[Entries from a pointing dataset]
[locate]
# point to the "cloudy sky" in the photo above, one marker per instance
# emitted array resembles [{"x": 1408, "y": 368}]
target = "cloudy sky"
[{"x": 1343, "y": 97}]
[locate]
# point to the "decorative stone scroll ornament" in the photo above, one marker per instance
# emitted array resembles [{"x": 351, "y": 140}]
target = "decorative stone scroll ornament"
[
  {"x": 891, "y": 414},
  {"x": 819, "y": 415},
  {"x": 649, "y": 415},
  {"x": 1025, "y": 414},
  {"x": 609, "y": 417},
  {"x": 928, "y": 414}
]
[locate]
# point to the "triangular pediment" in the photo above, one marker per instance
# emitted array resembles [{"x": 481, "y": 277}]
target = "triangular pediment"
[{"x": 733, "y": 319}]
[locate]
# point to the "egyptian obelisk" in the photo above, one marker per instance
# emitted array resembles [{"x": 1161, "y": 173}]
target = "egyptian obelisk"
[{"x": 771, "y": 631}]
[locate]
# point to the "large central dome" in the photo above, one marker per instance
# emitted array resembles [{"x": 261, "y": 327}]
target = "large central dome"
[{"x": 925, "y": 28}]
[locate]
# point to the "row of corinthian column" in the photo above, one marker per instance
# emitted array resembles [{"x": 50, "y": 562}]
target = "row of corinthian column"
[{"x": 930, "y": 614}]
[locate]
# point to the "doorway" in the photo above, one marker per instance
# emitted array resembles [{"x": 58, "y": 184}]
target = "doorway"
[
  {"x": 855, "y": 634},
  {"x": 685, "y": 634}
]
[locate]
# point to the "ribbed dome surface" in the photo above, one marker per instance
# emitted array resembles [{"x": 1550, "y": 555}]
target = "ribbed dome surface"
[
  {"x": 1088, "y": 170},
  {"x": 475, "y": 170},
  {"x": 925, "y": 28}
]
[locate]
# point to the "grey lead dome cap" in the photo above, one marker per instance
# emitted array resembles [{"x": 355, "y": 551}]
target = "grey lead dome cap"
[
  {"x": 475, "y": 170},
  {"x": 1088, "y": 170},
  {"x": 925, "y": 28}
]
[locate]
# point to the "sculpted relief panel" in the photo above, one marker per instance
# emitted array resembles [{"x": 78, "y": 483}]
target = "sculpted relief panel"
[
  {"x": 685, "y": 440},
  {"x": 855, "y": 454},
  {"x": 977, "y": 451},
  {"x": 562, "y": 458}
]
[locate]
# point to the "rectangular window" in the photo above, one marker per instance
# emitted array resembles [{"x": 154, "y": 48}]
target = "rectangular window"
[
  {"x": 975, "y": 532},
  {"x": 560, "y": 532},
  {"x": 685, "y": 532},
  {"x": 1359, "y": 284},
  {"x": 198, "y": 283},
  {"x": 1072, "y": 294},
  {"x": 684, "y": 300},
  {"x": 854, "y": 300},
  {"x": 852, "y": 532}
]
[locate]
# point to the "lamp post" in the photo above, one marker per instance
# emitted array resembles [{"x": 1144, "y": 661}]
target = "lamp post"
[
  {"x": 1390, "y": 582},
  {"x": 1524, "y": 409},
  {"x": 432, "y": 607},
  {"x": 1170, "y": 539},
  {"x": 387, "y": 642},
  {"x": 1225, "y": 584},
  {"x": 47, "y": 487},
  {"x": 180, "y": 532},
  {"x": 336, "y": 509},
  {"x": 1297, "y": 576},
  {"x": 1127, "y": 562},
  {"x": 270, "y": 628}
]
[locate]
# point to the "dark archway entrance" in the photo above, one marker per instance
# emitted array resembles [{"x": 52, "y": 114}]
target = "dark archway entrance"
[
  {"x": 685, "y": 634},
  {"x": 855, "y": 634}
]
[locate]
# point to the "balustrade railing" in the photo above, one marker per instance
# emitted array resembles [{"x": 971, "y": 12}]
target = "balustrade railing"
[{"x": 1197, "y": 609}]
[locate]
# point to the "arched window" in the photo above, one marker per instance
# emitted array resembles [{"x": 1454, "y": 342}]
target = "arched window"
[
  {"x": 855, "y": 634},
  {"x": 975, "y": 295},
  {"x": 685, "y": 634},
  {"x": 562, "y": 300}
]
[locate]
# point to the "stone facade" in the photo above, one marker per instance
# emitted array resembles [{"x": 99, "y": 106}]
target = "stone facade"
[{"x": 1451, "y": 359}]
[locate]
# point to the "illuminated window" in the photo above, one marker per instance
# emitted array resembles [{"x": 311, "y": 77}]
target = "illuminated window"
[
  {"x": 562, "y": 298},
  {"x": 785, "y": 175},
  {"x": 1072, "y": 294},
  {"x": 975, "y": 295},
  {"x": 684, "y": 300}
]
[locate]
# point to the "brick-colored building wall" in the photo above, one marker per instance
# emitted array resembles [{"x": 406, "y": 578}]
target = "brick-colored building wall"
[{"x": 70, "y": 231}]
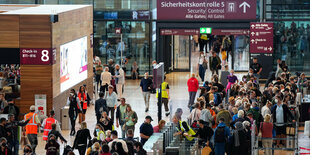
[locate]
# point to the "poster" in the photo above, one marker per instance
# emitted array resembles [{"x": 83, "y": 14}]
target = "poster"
[{"x": 73, "y": 63}]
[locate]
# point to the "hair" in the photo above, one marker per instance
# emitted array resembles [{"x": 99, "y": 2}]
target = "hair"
[
  {"x": 267, "y": 118},
  {"x": 83, "y": 125}
]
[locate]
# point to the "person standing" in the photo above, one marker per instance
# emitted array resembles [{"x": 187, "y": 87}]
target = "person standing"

Requirements | Omit every picture while copying the listing above exactly.

Answer in full |
[locate]
# point to the "cloudy sky" in the photo above, one marker per instance
# emitted array resembles [{"x": 1408, "y": 368}]
target = "cloudy sky"
[{"x": 1343, "y": 97}]
[locate]
# point to the "decorative stone scroll ornament" in the photo above, one marker per instance
# emitted array resembles [{"x": 351, "y": 140}]
target = "decorative stone scroll ornament"
[
  {"x": 891, "y": 414},
  {"x": 819, "y": 415},
  {"x": 649, "y": 415},
  {"x": 1025, "y": 414},
  {"x": 609, "y": 417},
  {"x": 928, "y": 414}
]
[locate]
# point to the "triangular pediment" in the photo above, one marker per instance
# emitted array resembles [{"x": 481, "y": 277}]
target = "triangular pediment"
[{"x": 733, "y": 319}]
[locate]
# point to the "egyptian obelisk" in the photo above, one marker per instance
# emitted array resembles [{"x": 1161, "y": 173}]
target = "egyptian obelisk"
[{"x": 771, "y": 631}]
[locate]
# point to the "large central dome" in the photo above, one marker per instance
# emitted array resembles [{"x": 261, "y": 327}]
target = "large central dome"
[{"x": 925, "y": 28}]
[locate]
# point to the "row of corinthian column" in the photo above, one marker per instance
# emitted array resembles [{"x": 50, "y": 562}]
target = "row of corinthian column"
[{"x": 930, "y": 614}]
[locate]
# point to the "doorway" in the photo above, one marker per instance
# emitted array resembles [{"x": 58, "y": 184}]
target = "doorway"
[
  {"x": 855, "y": 634},
  {"x": 685, "y": 634}
]
[locate]
# point to the "ribbed dome surface" in the photo above, one marker per instance
# emitted array resembles [{"x": 1550, "y": 555}]
target = "ribbed dome surface"
[
  {"x": 1088, "y": 170},
  {"x": 475, "y": 170},
  {"x": 925, "y": 28}
]
[locate]
# point to the "grey lead dome cap" in the photo above, one marker per instance
# emitted array resembles [{"x": 355, "y": 551}]
target = "grey lead dome cap"
[
  {"x": 475, "y": 170},
  {"x": 1088, "y": 170},
  {"x": 925, "y": 28}
]
[locate]
# point to the "sculpted relief panel" in the photo above, one marker per instance
# emitted array resembles [{"x": 78, "y": 483}]
target = "sculpted relief panel"
[
  {"x": 685, "y": 440},
  {"x": 855, "y": 454},
  {"x": 977, "y": 451},
  {"x": 562, "y": 458}
]
[locate]
# point to the "rectangular window" in the photo above, one marker per instance
# emitted array resembles [{"x": 154, "y": 48}]
target = "rectangular window"
[
  {"x": 975, "y": 532},
  {"x": 560, "y": 532},
  {"x": 685, "y": 532},
  {"x": 1359, "y": 284},
  {"x": 198, "y": 283},
  {"x": 1072, "y": 294},
  {"x": 684, "y": 300},
  {"x": 854, "y": 300},
  {"x": 852, "y": 532}
]
[locate]
# point to the "lamp post" in the photo above, one marker per instance
# emitted array resembles [{"x": 1144, "y": 661}]
target = "lamp post"
[
  {"x": 1390, "y": 582},
  {"x": 1524, "y": 409},
  {"x": 432, "y": 607},
  {"x": 1170, "y": 539},
  {"x": 387, "y": 642},
  {"x": 1225, "y": 584},
  {"x": 47, "y": 487},
  {"x": 180, "y": 532},
  {"x": 336, "y": 509},
  {"x": 1297, "y": 576},
  {"x": 1127, "y": 562},
  {"x": 270, "y": 628}
]
[locate]
# point to the "dark archway entrance" in the photo above, one marker per instance
# emitted array resembles [{"x": 52, "y": 114}]
target = "dark archway entrance"
[
  {"x": 685, "y": 634},
  {"x": 855, "y": 634}
]
[locate]
# point to the "balustrade railing" in the photo above, one marker per instance
# emitted array resembles [{"x": 971, "y": 12}]
target = "balustrade railing"
[{"x": 1197, "y": 609}]
[locate]
# point to the "arched window" in the photo above, one marker per instance
# emitted array resembles [{"x": 1454, "y": 342}]
target = "arched window"
[
  {"x": 855, "y": 634},
  {"x": 975, "y": 295},
  {"x": 685, "y": 634},
  {"x": 562, "y": 300}
]
[locate]
# point to the "stone facade" in the photo above, one marker per instance
# emitted array resembles [{"x": 99, "y": 106}]
target = "stone facade"
[{"x": 1451, "y": 359}]
[locate]
# point to the "illuminated window" in the photo above, one marker per instance
# emitted array resembles [{"x": 311, "y": 77}]
target = "illuminated window"
[
  {"x": 562, "y": 298},
  {"x": 785, "y": 175},
  {"x": 1072, "y": 294},
  {"x": 975, "y": 295},
  {"x": 684, "y": 300}
]
[locate]
# point to the "brick-colored building wall" in the photo above, one marker per instance
# emitted array resembles [{"x": 406, "y": 578}]
target = "brick-colored building wall"
[{"x": 70, "y": 231}]
[locate]
# point to the "poster" in the photo above, one marker per instance
# emitted array resembles [{"x": 83, "y": 14}]
target = "poster"
[{"x": 73, "y": 63}]
[locate]
# point to the "hair" in the photo above, one marker per instance
# emitted array resembles [{"x": 99, "y": 2}]
target = "hair"
[
  {"x": 267, "y": 118},
  {"x": 83, "y": 125}
]
[locate]
# point to the "person standing" in the photo above, one marker per instance
# emitted array resembles [{"x": 187, "y": 87}]
target = "person standing"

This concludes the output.